(MATERIAL FOR THIS EXERCISE Opens)

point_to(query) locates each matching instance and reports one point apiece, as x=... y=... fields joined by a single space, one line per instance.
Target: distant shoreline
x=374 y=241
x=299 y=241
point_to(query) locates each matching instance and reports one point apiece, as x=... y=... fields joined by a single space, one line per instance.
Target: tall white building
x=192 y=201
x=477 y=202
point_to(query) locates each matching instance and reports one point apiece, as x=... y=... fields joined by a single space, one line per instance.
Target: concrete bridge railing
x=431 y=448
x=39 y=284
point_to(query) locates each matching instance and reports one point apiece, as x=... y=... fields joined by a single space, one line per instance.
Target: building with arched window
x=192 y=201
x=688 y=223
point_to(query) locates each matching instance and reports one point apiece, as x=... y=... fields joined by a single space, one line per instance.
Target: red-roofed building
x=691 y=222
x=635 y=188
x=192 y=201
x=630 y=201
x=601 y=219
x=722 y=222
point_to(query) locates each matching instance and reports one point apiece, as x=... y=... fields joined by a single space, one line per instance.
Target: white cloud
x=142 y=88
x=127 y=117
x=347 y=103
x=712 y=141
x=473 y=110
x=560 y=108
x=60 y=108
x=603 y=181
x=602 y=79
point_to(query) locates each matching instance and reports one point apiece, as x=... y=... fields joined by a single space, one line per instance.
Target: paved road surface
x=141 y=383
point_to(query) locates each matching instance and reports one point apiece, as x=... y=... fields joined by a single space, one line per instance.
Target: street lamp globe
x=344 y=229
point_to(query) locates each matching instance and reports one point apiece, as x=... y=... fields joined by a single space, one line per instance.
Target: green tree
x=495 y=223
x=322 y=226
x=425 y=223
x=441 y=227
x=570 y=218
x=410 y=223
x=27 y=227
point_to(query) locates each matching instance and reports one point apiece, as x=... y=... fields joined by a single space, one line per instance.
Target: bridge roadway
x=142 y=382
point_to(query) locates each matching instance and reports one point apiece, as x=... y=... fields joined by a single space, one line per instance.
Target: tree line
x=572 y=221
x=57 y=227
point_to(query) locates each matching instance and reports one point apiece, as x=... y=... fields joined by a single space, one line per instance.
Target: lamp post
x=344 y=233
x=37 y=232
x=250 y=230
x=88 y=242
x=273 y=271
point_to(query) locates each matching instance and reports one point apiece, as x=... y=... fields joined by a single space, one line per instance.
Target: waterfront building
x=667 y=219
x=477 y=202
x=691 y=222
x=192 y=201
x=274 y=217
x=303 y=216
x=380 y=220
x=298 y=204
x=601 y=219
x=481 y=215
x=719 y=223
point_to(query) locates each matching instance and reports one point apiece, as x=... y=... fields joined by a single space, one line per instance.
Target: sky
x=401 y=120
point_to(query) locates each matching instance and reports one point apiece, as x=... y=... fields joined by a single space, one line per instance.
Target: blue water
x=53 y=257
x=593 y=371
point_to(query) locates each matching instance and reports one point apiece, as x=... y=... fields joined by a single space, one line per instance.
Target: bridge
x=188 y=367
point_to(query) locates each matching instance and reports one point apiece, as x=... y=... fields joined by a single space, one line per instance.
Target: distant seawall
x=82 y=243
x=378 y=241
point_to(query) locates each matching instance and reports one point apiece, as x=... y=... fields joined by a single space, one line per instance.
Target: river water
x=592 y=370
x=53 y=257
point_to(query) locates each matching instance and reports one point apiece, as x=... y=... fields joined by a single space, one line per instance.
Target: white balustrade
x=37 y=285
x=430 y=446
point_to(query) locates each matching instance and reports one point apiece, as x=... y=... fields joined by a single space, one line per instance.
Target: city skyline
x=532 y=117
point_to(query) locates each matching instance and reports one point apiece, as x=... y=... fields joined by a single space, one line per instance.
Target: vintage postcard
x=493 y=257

(MATERIAL FOR THIS EXERCISE Closes)

TASK:
Exactly as they stand above, repeat all the records.

ANSWER FOR THIS EXERCISE:
point_to(query) locates each matching instance and reports one point apiece, as x=... y=... fields joined by a single space, one line per instance.
Target: distant shoreline
x=374 y=241
x=299 y=241
point_to(query) locates each matching instance and reports one point apiece, as x=... y=... fields joined by a single space, one line per instance.
Target: tall white building
x=192 y=201
x=477 y=202
point_to(query) locates each matching instance and reports one point apiece, as x=... y=... fields joined by a single space, one line per instance.
Target: concrete bridge railing
x=431 y=448
x=39 y=284
point_to(query) locates each matching instance and reports one point apiece, as x=... y=... fields joined by a single space, one line per instance.
Target: building with arched window
x=192 y=201
x=688 y=223
point_to(query) locates each matching instance and reports one point apiece, as x=... y=... fields joined by a single space, one line per instance.
Target: red-roofed building
x=691 y=222
x=635 y=188
x=192 y=201
x=630 y=201
x=601 y=219
x=722 y=222
point_to(query) locates each matching instance and reports one point apiece, as x=... y=... fields joined by a single space, one line per instance.
Target: white cloud
x=142 y=88
x=127 y=117
x=347 y=103
x=712 y=141
x=473 y=110
x=560 y=108
x=60 y=108
x=603 y=181
x=602 y=79
point_to(query) locates each matching instance and reports one point apiece, as x=... y=... fields joined by a single space, one line per instance.
Target: paved road surface
x=141 y=383
point_to(query) locates each matching instance and reports one point apiece, as x=... y=... fields joined by a single space, one line per instance.
Target: street lamp globe
x=344 y=229
point_to(query) locates each matching instance and reports one point apiece, as x=... y=... fields joined by a single space, one line per instance.
Target: green tree
x=495 y=223
x=322 y=226
x=425 y=223
x=441 y=227
x=570 y=218
x=410 y=223
x=27 y=227
point_to(query) locates each matching instance and reports one point apiece, as x=... y=... fields joined by a single space, one line per instance.
Target: bridge roadway
x=142 y=382
point_to(query) locates each matching instance and reports one point apiece, as x=... y=... fields joined by a single space, one line per instance.
Target: tree line
x=572 y=221
x=57 y=227
point_to(query) locates each matching instance and reports one point apiece, as x=... y=... fields joined by a single space, one line per instance.
Target: lamp post
x=344 y=233
x=37 y=232
x=250 y=230
x=88 y=242
x=273 y=271
point_to(query) locates each matching instance and reports one point apiece, as x=... y=... fields joined by a single space, one line per instance.
Target: waterfront building
x=667 y=219
x=477 y=202
x=691 y=222
x=192 y=201
x=274 y=217
x=303 y=216
x=380 y=220
x=298 y=204
x=601 y=219
x=481 y=215
x=719 y=223
point_to(query) locates each matching instance and reports one point apiece, as x=... y=... fields joined by a single space, one line per instance.
Target: sky
x=401 y=120
point_to(query) locates each matching instance and reports one point apiece, as x=... y=... fields joined by a single space, one line per instance.
Target: blue water
x=53 y=257
x=593 y=371
point_to(query) locates each matching instance and reports one point apiece, as x=... y=... fields joined by a single space, one line per instance.
Target: bridge
x=188 y=367
point_to(query) locates each matching instance and reports one point apiece, as x=... y=... fields joined by a single space, one line per instance.
Target: distant seawall
x=82 y=243
x=378 y=241
point_to(query) locates each matching instance and reports one point apiece, as x=... y=... fields joined by a single space, one line per instance.
Target: river water
x=592 y=370
x=53 y=257
point_to(query) locates each matching instance and reports one point apiece, as x=... y=... fields joined by a single space, one line per instance.
Target: white balustrade
x=37 y=285
x=430 y=446
point_to(query) locates each matching instance and reports one point apiece, as x=... y=... fields joined by a single space, one line per instance.
Target: city skyline
x=532 y=117
point_to(query) locates each matching instance and reports one point apiece, as x=... y=... fields joined by a single space, one line per instance.
Target: vintage postcard
x=493 y=257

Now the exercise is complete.